_TASK TO CARRY OUT_
An identical copy of every entry below is the required output.
----
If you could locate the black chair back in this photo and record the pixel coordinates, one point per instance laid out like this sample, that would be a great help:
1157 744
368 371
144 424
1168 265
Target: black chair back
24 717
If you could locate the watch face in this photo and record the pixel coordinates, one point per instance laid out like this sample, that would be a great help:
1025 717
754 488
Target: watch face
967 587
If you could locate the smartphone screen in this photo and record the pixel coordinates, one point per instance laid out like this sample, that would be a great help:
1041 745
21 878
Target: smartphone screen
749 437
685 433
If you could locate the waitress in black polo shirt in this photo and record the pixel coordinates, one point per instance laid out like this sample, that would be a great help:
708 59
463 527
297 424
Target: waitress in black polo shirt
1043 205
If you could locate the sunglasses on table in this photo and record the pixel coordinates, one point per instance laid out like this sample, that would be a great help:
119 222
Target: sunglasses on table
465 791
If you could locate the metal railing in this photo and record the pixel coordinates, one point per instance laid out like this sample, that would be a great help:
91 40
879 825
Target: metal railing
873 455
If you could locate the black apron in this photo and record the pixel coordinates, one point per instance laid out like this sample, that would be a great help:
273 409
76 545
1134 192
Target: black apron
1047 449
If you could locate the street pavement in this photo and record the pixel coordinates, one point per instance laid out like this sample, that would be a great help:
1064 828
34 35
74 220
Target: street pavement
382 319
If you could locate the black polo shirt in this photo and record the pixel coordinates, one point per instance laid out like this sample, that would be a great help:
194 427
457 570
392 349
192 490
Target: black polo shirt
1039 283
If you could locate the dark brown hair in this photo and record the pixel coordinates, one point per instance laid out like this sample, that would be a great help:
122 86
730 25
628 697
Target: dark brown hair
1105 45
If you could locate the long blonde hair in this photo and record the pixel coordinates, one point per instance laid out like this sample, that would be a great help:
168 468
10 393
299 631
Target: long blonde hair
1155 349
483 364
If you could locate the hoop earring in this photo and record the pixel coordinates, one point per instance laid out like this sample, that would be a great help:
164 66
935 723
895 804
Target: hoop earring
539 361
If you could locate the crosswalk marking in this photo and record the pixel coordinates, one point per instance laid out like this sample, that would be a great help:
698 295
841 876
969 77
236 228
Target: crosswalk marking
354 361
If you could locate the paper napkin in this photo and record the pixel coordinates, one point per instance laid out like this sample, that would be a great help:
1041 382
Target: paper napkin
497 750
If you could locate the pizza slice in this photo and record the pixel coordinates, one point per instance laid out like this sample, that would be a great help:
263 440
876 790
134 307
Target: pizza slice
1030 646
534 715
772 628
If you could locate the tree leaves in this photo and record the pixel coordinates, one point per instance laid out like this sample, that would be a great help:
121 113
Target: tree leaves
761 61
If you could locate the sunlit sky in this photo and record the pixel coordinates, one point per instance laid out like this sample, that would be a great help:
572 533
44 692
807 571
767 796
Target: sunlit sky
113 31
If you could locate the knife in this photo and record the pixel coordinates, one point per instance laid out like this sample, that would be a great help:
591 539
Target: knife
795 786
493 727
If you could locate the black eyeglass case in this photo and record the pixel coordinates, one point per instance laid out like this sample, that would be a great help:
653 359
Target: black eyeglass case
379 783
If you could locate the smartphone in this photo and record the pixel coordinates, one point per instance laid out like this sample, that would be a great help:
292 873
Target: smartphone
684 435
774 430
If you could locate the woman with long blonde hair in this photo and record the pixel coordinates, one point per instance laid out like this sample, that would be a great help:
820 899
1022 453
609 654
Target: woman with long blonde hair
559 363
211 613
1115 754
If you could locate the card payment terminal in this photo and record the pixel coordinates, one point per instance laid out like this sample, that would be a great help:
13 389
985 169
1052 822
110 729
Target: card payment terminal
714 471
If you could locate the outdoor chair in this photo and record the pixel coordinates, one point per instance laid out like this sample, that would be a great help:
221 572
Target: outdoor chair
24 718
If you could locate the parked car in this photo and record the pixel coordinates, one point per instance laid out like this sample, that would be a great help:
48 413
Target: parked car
----
_RESULT_
If you could locate the black chair back in this photo and record the pixel coordinates, one point per instance laid out like this sample, that would be a great help:
1157 744
368 371
144 424
1168 265
Target: black chair back
24 717
If you could locate the watch face in this photo and record the pixel coordinates, one point per instance laid out like this sample, that would be a great help:
1025 717
754 488
Target: watch face
967 587
If you could locate the smartphone screen in this photo and record the pixel coordinates, one point per instance laid out like this sample, that would be a great help:
1041 745
21 878
Target: smartphone screen
749 437
685 433
If you could locate the waitress in black polo shirt in this photo and record the pixel coordinates, one point per instance laid out like this sample, that would be a great help:
708 59
463 527
297 424
Target: waitress in black polo shirt
1043 205
If you could locate the sunglasses on table in this photo and record the pixel coordinates, one point per instance laid out like this sample, that would be a great help:
119 222
Target: sunglasses on table
465 791
If you could locate the metal railing in this photo and record the pixel coordinates, one point per instance laid out like this sample, that would be a great help:
91 40
879 825
Target: metal railing
873 455
If you could locate the black apron in this photo and record the pixel coordinates, one point per instance laid out like this sample, that would be a great help:
273 409
76 545
1134 192
Target: black apron
1047 449
If you could locate the street pavement in this photo and record the pixel coordinates, one point per instance laid out like this sample, that would be a great help:
1064 828
34 35
74 220
Target: street pavement
382 319
If you could locate the black polo shirt in this photo and record the pixel coordinates, one point per instance laid out like this sample, that would be a great help:
194 427
457 570
392 349
192 490
Target: black polo shirt
1039 283
If you could locate the dark brown hair in this photo and record the pixel coordinates, one point per instance laid out like this sample, that would be a great help:
122 86
730 25
628 697
Target: dark brown hair
1105 45
If you could locate the long blonde hair in this photo and record the pixel coordinates, one point per instance laid out like this sample, that would be a great help:
168 468
10 393
299 631
Target: long blonde hair
1155 349
483 364
If you could locate the hoop earring in this photo and record the pixel coordinates, one point per instance laid out like this sample, that would be a great help:
164 66
935 723
895 804
Target: hoop earring
539 361
If you could locate the crosswalk marking in this photo and record the pixel coordinates, one point per instance laid out like this sample, that would be a great help:
698 295
841 876
969 77
236 228
Target: crosswalk marking
354 361
If you could locate the paper napkin in this photo and record the pixel coordinates, one point per instance laid out like this sample, that would be a great help:
1041 382
Target: paper napkin
497 750
If you could locate the pizza slice in this photo and record the pixel coordinates, one point per instance laid out like this sample, that would be a great help:
263 440
876 790
134 307
Target: pizza slice
1030 646
534 715
772 628
If you could locate the tree leaves in this photo and record the pixel coordinates, one point per instance laid out like this sample, that would be a great help:
121 113
Target: tree leaves
761 61
If you could locate the sunlit sky in this photo and record the pixel coordinates, one point per instance laid out like this sample, that would be a great help:
572 533
44 692
807 571
767 796
Target: sunlit sky
113 31
If you could locate the knife in this photo and record the pixel coordinates, one point per instance laid out like this sample, that would be a great help:
591 539
Target: knife
795 786
493 727
If you could locate the black eyeglass case in this photo and record the pixel coordinates, one point per instance laid out like this sample, that would be a great help:
653 359
Target: black eyeglass case
379 783
If you could locate the smartphone in this photo and record the pixel coordinates, one point per instance laid out like this sample, that would be a great help:
292 873
Target: smartphone
684 435
774 430
If you could locate the woman with long blonde hair in this photo and record the pixel coordinates, one point per instance laid out like this sample, that would be a great help:
820 899
1022 453
609 654
Target: woman with long blonde hair
559 363
211 613
1115 754
If you could locate the card payment terminal in this photo and record the pixel coordinates, one point per instance laid out like this sample, that would be a great help:
13 389
985 169
1052 822
110 729
Target: card payment terminal
714 471
If you could locate the outdoor chair in this photo and record the pixel coordinates, one point per instance laid out like this sample, that would be a great help:
221 572
Target: outdoor chair
24 718
If you could locate the parked car in this photo and record the pixel coordinates, one point per instance laid out like this sample, that would be a great help:
48 413
Target: parked car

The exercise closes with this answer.